The listing beneath should be written out in full, exactly as shown.
-- -- --
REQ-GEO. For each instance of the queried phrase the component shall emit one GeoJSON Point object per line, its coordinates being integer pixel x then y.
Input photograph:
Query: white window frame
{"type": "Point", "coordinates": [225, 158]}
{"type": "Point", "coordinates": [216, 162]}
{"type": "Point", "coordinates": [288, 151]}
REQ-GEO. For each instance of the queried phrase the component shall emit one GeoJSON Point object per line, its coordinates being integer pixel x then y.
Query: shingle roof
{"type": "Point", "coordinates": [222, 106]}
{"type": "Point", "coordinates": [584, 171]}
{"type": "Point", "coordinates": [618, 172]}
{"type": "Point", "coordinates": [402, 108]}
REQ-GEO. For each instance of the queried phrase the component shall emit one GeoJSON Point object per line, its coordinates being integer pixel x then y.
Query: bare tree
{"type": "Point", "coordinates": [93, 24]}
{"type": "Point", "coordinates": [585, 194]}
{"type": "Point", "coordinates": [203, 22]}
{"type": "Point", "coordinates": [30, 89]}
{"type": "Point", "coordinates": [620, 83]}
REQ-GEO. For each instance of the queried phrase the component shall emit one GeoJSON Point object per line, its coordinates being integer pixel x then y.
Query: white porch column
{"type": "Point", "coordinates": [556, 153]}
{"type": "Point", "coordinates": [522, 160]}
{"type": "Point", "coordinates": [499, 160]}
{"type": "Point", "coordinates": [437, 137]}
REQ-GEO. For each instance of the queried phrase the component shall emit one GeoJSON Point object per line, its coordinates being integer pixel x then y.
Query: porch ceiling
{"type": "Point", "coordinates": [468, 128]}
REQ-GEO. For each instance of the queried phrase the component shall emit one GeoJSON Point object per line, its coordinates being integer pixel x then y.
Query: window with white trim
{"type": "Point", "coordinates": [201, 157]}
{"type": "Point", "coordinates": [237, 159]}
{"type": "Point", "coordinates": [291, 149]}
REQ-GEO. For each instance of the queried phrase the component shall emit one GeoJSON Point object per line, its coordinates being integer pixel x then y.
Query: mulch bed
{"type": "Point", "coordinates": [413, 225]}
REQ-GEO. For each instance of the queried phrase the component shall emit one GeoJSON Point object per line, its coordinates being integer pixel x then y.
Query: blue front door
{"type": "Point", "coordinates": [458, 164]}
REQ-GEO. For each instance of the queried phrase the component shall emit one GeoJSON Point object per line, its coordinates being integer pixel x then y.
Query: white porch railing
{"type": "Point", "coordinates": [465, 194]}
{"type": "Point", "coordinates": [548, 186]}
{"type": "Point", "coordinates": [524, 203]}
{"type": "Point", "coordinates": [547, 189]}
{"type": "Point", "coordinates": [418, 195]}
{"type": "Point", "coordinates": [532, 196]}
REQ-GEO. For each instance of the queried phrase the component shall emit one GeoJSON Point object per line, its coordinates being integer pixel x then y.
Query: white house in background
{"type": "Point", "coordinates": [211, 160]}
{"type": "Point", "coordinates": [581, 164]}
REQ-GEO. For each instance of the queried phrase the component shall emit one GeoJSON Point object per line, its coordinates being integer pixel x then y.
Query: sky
-- -- --
Output for this task
REQ-GEO. For each instance of the queried phrase the component shall emit one GeoJSON Point object per line, its coordinates being integer pixel x then y.
Input photograph:
Query: white window frame
{"type": "Point", "coordinates": [225, 158]}
{"type": "Point", "coordinates": [216, 162]}
{"type": "Point", "coordinates": [288, 151]}
REQ-GEO. For each instance of the queried phrase the component shall emit one GeoJSON Point object per line, its coordinates being integer pixel x then y.
Query: shingle roof
{"type": "Point", "coordinates": [222, 106]}
{"type": "Point", "coordinates": [584, 171]}
{"type": "Point", "coordinates": [618, 172]}
{"type": "Point", "coordinates": [402, 108]}
REQ-GEO. For each instance of the queried phrase the component shall emit one GeoJSON Point object per line, its coordinates being integer pixel x then y.
Query: bare tree
{"type": "Point", "coordinates": [93, 24]}
{"type": "Point", "coordinates": [585, 194]}
{"type": "Point", "coordinates": [203, 22]}
{"type": "Point", "coordinates": [30, 89]}
{"type": "Point", "coordinates": [620, 83]}
REQ-GEO. For each instance of the queried phrase the component shall emit one GeoJSON Point object per line, its coordinates being integer pixel x then y.
Query: white porch column
{"type": "Point", "coordinates": [556, 153]}
{"type": "Point", "coordinates": [522, 160]}
{"type": "Point", "coordinates": [499, 160]}
{"type": "Point", "coordinates": [437, 137]}
REQ-GEO. For each instance of the queried phrase the component shall emit one GeoJSON Point object per line, its coordinates being integer pixel x then y.
Query: porch ceiling
{"type": "Point", "coordinates": [468, 128]}
REQ-GEO. For each instance of the queried phrase the component shall emit one GeoJSON Point object per line, its coordinates being integer pixel x then y.
Query: window with white trim
{"type": "Point", "coordinates": [201, 157]}
{"type": "Point", "coordinates": [237, 159]}
{"type": "Point", "coordinates": [291, 149]}
REQ-GEO. For each instance of the queried phrase the component shall emit one GeoJSON Point object per line, its coordinates being integer pixel x then y.
Query: mulch bed
{"type": "Point", "coordinates": [413, 225]}
REQ-GEO. For each instance of the queried phrase the component shall emit one GeoJSON Point object per line, its coordinates being integer pixel x then y.
Query: blue front door
{"type": "Point", "coordinates": [458, 164]}
REQ-GEO. For each instance of the queried phrase the component shall emit one GeoJSON Point object per line, its coordinates being integer pixel x then y.
Query: white porch railing
{"type": "Point", "coordinates": [465, 194]}
{"type": "Point", "coordinates": [548, 186]}
{"type": "Point", "coordinates": [524, 203]}
{"type": "Point", "coordinates": [547, 189]}
{"type": "Point", "coordinates": [418, 195]}
{"type": "Point", "coordinates": [532, 196]}
REQ-GEO. For each instance of the queried phrase the component shall emit one GeoJSON Point object per line, its coordinates being integer pixel x then y.
Query: white house in background
{"type": "Point", "coordinates": [211, 160]}
{"type": "Point", "coordinates": [581, 164]}
REQ-GEO. For each instance of the queried phrase the component shall emit one GeoJSON Point object per line, its coordinates being integer pixel x then y.
Query: sky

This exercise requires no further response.